- **EXERCISE DETAILS**:
What you produce should match the records exactly, line for line.

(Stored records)
***

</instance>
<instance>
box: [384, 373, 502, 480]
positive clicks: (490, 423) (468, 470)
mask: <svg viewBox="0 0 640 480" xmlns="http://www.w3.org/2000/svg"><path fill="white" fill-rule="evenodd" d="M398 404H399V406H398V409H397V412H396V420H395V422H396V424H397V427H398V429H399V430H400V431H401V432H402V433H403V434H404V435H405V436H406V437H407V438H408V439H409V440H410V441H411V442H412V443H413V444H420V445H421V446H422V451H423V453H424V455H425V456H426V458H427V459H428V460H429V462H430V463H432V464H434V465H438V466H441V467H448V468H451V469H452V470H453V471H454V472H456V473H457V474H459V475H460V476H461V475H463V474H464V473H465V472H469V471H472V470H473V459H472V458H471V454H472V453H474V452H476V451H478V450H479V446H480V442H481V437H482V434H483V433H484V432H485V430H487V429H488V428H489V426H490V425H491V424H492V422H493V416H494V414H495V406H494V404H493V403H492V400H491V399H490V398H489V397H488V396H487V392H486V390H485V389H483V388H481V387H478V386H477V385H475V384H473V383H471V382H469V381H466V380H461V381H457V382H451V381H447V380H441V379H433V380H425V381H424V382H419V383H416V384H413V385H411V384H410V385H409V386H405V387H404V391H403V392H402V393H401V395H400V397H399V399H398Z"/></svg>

***

- **ANSWER TO THE EXERCISE**:
</instance>
<instance>
box: [384, 373, 502, 480]
positive clicks: (490, 423) (468, 470)
mask: <svg viewBox="0 0 640 480" xmlns="http://www.w3.org/2000/svg"><path fill="white" fill-rule="evenodd" d="M398 404H399V406H398V409H397V412H396V420H395V422H396V424H397V427H398V429H399V430H400V431H401V432H402V433H403V434H404V435H405V436H406V437H407V438H408V439H409V440H410V441H411V442H412V443H413V444H420V445H421V446H422V451H423V453H424V455H425V456H426V458H427V459H428V460H429V462H430V463H432V464H434V465H438V466H441V467H448V468H451V469H452V470H453V471H454V472H456V473H457V474H459V475H460V476H461V475H463V474H464V473H465V472H469V471H472V470H473V459H472V458H471V454H472V453H474V452H476V451H478V450H479V446H480V442H481V437H482V434H483V433H484V432H485V430H487V429H488V428H489V426H490V425H491V424H492V422H493V416H494V414H495V406H494V404H493V403H492V400H491V399H490V398H489V397H488V396H487V392H486V390H485V389H483V388H481V387H478V386H477V385H475V384H473V383H471V382H469V381H466V380H461V381H457V382H451V381H447V380H441V379H433V380H425V381H424V382H419V383H416V384H413V385H411V384H410V385H409V386H405V387H404V391H403V392H402V393H401V395H400V397H399V399H398Z"/></svg>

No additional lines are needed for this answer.